══ Page excerpt ══

Based on those findings, which duplicated the pilot-study results, UB received $2 million this summer from the National Institute of Dental Research to follow the women for four more years and document any gum disease-osteoporosis link.

Having a periodontal-disease clinic in place for this WHI spin-off study provided the opportunity for UB researchers to move forward quickly on another major investigation: the link between periodontal disease and heart disease.

Trevisan and co-principal investigator Robert J. Genco, vice provost and SUNY Distinguished Professor in the Department of Oral Biology, received $7 million from the National Institute of Dental and Craniofacial Research last October to plan and conduct a pilot study to determine if treating periodontal disease in patients who have had one heart attack will prevent a second.

Genco was one of the first scientists to show a connection between inflammation from periodontal disease and heart disease. He has been working for several years to further elucidate this connection and identify the particular oral pathogens involved in inflammation in the blood vessels. Inflammation now is considered an important cause of heart disease, and research is progressing in this area on several fronts.

═══
══ Record set ══

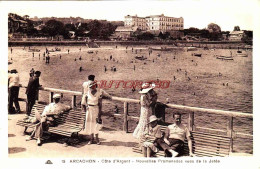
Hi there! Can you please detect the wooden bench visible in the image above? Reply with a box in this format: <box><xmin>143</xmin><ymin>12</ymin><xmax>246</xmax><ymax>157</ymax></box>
<box><xmin>133</xmin><ymin>126</ymin><xmax>230</xmax><ymax>157</ymax></box>
<box><xmin>16</xmin><ymin>103</ymin><xmax>86</xmax><ymax>137</ymax></box>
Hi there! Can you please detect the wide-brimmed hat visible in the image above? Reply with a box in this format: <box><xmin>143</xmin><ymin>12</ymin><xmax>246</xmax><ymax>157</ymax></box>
<box><xmin>53</xmin><ymin>94</ymin><xmax>61</xmax><ymax>99</ymax></box>
<box><xmin>88</xmin><ymin>75</ymin><xmax>95</xmax><ymax>81</ymax></box>
<box><xmin>88</xmin><ymin>81</ymin><xmax>97</xmax><ymax>88</ymax></box>
<box><xmin>139</xmin><ymin>82</ymin><xmax>155</xmax><ymax>93</ymax></box>
<box><xmin>147</xmin><ymin>115</ymin><xmax>158</xmax><ymax>124</ymax></box>
<box><xmin>11</xmin><ymin>69</ymin><xmax>17</xmax><ymax>73</ymax></box>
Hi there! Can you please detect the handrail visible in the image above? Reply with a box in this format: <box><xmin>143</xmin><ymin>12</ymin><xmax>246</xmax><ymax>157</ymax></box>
<box><xmin>20</xmin><ymin>85</ymin><xmax>253</xmax><ymax>152</ymax></box>
<box><xmin>22</xmin><ymin>86</ymin><xmax>253</xmax><ymax>118</ymax></box>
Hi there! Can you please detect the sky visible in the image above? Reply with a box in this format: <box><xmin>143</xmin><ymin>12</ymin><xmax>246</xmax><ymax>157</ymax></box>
<box><xmin>2</xmin><ymin>0</ymin><xmax>259</xmax><ymax>31</ymax></box>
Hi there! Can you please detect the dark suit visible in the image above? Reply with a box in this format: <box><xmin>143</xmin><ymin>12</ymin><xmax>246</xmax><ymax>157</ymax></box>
<box><xmin>26</xmin><ymin>76</ymin><xmax>40</xmax><ymax>116</ymax></box>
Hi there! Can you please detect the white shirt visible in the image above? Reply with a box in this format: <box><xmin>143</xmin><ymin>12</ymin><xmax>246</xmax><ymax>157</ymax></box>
<box><xmin>166</xmin><ymin>123</ymin><xmax>190</xmax><ymax>142</ymax></box>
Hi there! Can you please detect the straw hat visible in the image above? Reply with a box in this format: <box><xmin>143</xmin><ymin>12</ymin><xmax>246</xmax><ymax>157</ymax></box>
<box><xmin>139</xmin><ymin>82</ymin><xmax>155</xmax><ymax>93</ymax></box>
<box><xmin>147</xmin><ymin>115</ymin><xmax>158</xmax><ymax>124</ymax></box>
<box><xmin>53</xmin><ymin>94</ymin><xmax>61</xmax><ymax>99</ymax></box>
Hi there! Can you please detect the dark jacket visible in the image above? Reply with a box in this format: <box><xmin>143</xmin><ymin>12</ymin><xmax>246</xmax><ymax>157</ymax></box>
<box><xmin>25</xmin><ymin>77</ymin><xmax>40</xmax><ymax>95</ymax></box>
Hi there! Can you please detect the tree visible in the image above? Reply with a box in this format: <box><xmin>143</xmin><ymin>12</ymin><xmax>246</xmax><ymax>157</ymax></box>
<box><xmin>234</xmin><ymin>26</ymin><xmax>240</xmax><ymax>31</ymax></box>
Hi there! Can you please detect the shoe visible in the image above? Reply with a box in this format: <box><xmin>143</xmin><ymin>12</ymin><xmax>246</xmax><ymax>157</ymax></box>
<box><xmin>88</xmin><ymin>140</ymin><xmax>93</xmax><ymax>145</ymax></box>
<box><xmin>25</xmin><ymin>136</ymin><xmax>32</xmax><ymax>141</ymax></box>
<box><xmin>36</xmin><ymin>138</ymin><xmax>41</xmax><ymax>146</ymax></box>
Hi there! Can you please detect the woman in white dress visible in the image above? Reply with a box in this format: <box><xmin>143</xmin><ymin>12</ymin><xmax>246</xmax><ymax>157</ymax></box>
<box><xmin>84</xmin><ymin>81</ymin><xmax>112</xmax><ymax>145</ymax></box>
<box><xmin>81</xmin><ymin>75</ymin><xmax>95</xmax><ymax>111</ymax></box>
<box><xmin>133</xmin><ymin>83</ymin><xmax>154</xmax><ymax>142</ymax></box>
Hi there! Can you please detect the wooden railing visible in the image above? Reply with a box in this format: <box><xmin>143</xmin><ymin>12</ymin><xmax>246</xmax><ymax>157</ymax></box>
<box><xmin>20</xmin><ymin>86</ymin><xmax>253</xmax><ymax>152</ymax></box>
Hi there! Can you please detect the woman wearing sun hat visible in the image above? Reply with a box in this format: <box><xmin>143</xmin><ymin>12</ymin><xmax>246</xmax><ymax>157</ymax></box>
<box><xmin>133</xmin><ymin>82</ymin><xmax>155</xmax><ymax>142</ymax></box>
<box><xmin>83</xmin><ymin>81</ymin><xmax>112</xmax><ymax>144</ymax></box>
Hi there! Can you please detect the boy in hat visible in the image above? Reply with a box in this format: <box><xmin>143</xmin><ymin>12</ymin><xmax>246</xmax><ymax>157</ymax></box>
<box><xmin>143</xmin><ymin>115</ymin><xmax>163</xmax><ymax>157</ymax></box>
<box><xmin>8</xmin><ymin>69</ymin><xmax>20</xmax><ymax>114</ymax></box>
<box><xmin>159</xmin><ymin>113</ymin><xmax>194</xmax><ymax>157</ymax></box>
<box><xmin>26</xmin><ymin>94</ymin><xmax>71</xmax><ymax>146</ymax></box>
<box><xmin>25</xmin><ymin>71</ymin><xmax>41</xmax><ymax>118</ymax></box>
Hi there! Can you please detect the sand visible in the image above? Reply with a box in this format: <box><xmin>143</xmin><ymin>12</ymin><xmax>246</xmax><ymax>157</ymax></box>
<box><xmin>8</xmin><ymin>45</ymin><xmax>253</xmax><ymax>152</ymax></box>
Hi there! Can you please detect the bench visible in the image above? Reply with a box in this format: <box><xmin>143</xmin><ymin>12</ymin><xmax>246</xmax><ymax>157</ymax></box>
<box><xmin>16</xmin><ymin>103</ymin><xmax>86</xmax><ymax>137</ymax></box>
<box><xmin>133</xmin><ymin>126</ymin><xmax>230</xmax><ymax>157</ymax></box>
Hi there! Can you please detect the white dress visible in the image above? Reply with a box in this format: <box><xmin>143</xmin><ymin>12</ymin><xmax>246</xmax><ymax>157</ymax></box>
<box><xmin>133</xmin><ymin>94</ymin><xmax>149</xmax><ymax>139</ymax></box>
<box><xmin>83</xmin><ymin>89</ymin><xmax>111</xmax><ymax>135</ymax></box>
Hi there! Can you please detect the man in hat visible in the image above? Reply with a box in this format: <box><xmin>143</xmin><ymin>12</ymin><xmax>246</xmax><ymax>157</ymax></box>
<box><xmin>8</xmin><ymin>69</ymin><xmax>20</xmax><ymax>114</ymax></box>
<box><xmin>25</xmin><ymin>71</ymin><xmax>41</xmax><ymax>118</ymax></box>
<box><xmin>139</xmin><ymin>82</ymin><xmax>158</xmax><ymax>115</ymax></box>
<box><xmin>143</xmin><ymin>115</ymin><xmax>163</xmax><ymax>157</ymax></box>
<box><xmin>81</xmin><ymin>75</ymin><xmax>95</xmax><ymax>112</ymax></box>
<box><xmin>159</xmin><ymin>113</ymin><xmax>194</xmax><ymax>157</ymax></box>
<box><xmin>26</xmin><ymin>94</ymin><xmax>71</xmax><ymax>146</ymax></box>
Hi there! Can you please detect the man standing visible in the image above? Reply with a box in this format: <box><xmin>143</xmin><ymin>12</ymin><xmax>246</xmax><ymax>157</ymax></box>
<box><xmin>81</xmin><ymin>75</ymin><xmax>95</xmax><ymax>112</ymax></box>
<box><xmin>8</xmin><ymin>69</ymin><xmax>20</xmax><ymax>114</ymax></box>
<box><xmin>25</xmin><ymin>71</ymin><xmax>41</xmax><ymax>117</ymax></box>
<box><xmin>26</xmin><ymin>94</ymin><xmax>71</xmax><ymax>146</ymax></box>
<box><xmin>159</xmin><ymin>113</ymin><xmax>194</xmax><ymax>157</ymax></box>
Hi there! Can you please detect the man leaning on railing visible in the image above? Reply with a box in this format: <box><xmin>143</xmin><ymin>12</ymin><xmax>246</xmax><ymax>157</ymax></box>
<box><xmin>26</xmin><ymin>94</ymin><xmax>71</xmax><ymax>146</ymax></box>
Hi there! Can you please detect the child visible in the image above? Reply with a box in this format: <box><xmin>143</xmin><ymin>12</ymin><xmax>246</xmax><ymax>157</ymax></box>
<box><xmin>143</xmin><ymin>115</ymin><xmax>163</xmax><ymax>157</ymax></box>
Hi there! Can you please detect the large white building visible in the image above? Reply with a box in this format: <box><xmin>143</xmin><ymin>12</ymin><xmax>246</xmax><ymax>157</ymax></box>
<box><xmin>124</xmin><ymin>14</ymin><xmax>184</xmax><ymax>32</ymax></box>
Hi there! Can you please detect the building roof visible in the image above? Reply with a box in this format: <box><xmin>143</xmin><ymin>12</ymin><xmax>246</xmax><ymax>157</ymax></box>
<box><xmin>116</xmin><ymin>26</ymin><xmax>138</xmax><ymax>32</ymax></box>
<box><xmin>230</xmin><ymin>31</ymin><xmax>244</xmax><ymax>35</ymax></box>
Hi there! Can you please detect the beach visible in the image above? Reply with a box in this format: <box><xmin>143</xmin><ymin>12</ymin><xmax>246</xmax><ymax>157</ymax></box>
<box><xmin>8</xmin><ymin>45</ymin><xmax>253</xmax><ymax>153</ymax></box>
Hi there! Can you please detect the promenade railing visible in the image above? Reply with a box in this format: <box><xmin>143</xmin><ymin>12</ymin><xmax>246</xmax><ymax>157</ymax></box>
<box><xmin>19</xmin><ymin>86</ymin><xmax>253</xmax><ymax>152</ymax></box>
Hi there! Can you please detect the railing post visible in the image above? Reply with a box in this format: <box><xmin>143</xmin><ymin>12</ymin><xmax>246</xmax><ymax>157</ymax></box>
<box><xmin>71</xmin><ymin>95</ymin><xmax>77</xmax><ymax>109</ymax></box>
<box><xmin>123</xmin><ymin>102</ymin><xmax>128</xmax><ymax>133</ymax></box>
<box><xmin>188</xmin><ymin>112</ymin><xmax>194</xmax><ymax>131</ymax></box>
<box><xmin>227</xmin><ymin>116</ymin><xmax>234</xmax><ymax>152</ymax></box>
<box><xmin>49</xmin><ymin>92</ymin><xmax>54</xmax><ymax>103</ymax></box>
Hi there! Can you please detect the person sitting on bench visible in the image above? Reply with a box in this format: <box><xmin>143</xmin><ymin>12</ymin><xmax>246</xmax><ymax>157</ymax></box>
<box><xmin>26</xmin><ymin>94</ymin><xmax>71</xmax><ymax>146</ymax></box>
<box><xmin>159</xmin><ymin>113</ymin><xmax>194</xmax><ymax>157</ymax></box>
<box><xmin>142</xmin><ymin>115</ymin><xmax>163</xmax><ymax>157</ymax></box>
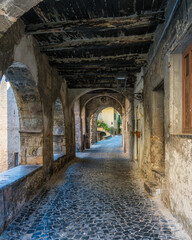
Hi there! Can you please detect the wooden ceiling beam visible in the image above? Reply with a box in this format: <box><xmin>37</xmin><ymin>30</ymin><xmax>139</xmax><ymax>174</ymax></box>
<box><xmin>49</xmin><ymin>54</ymin><xmax>147</xmax><ymax>63</ymax></box>
<box><xmin>26</xmin><ymin>11</ymin><xmax>164</xmax><ymax>35</ymax></box>
<box><xmin>40</xmin><ymin>33</ymin><xmax>154</xmax><ymax>52</ymax></box>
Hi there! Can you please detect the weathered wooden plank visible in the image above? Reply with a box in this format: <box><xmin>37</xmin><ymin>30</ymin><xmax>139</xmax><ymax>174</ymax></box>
<box><xmin>40</xmin><ymin>33</ymin><xmax>153</xmax><ymax>51</ymax></box>
<box><xmin>26</xmin><ymin>11</ymin><xmax>164</xmax><ymax>35</ymax></box>
<box><xmin>49</xmin><ymin>54</ymin><xmax>147</xmax><ymax>63</ymax></box>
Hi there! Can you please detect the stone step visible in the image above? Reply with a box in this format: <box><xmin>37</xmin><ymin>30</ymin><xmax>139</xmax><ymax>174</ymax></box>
<box><xmin>144</xmin><ymin>181</ymin><xmax>161</xmax><ymax>197</ymax></box>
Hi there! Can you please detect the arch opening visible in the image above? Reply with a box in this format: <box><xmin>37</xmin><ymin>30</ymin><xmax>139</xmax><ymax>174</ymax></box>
<box><xmin>53</xmin><ymin>98</ymin><xmax>66</xmax><ymax>160</ymax></box>
<box><xmin>97</xmin><ymin>107</ymin><xmax>122</xmax><ymax>142</ymax></box>
<box><xmin>0</xmin><ymin>75</ymin><xmax>20</xmax><ymax>172</ymax></box>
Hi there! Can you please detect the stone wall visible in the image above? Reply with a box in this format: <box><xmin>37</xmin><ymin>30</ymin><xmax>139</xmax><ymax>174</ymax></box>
<box><xmin>7</xmin><ymin>83</ymin><xmax>20</xmax><ymax>168</ymax></box>
<box><xmin>0</xmin><ymin>79</ymin><xmax>8</xmax><ymax>172</ymax></box>
<box><xmin>141</xmin><ymin>0</ymin><xmax>192</xmax><ymax>236</ymax></box>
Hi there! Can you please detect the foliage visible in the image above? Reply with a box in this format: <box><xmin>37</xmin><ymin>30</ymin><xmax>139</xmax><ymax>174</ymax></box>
<box><xmin>97</xmin><ymin>120</ymin><xmax>112</xmax><ymax>133</ymax></box>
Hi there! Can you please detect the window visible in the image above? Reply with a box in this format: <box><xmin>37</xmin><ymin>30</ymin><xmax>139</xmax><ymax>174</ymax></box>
<box><xmin>182</xmin><ymin>45</ymin><xmax>192</xmax><ymax>133</ymax></box>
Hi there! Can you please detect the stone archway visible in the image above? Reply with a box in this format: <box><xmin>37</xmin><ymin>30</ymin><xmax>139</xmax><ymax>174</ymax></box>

═══

List every abbreviation that appears in the gum disease and heart disease excerpt. The material has no role in this exercise.

UB, WHI, SUNY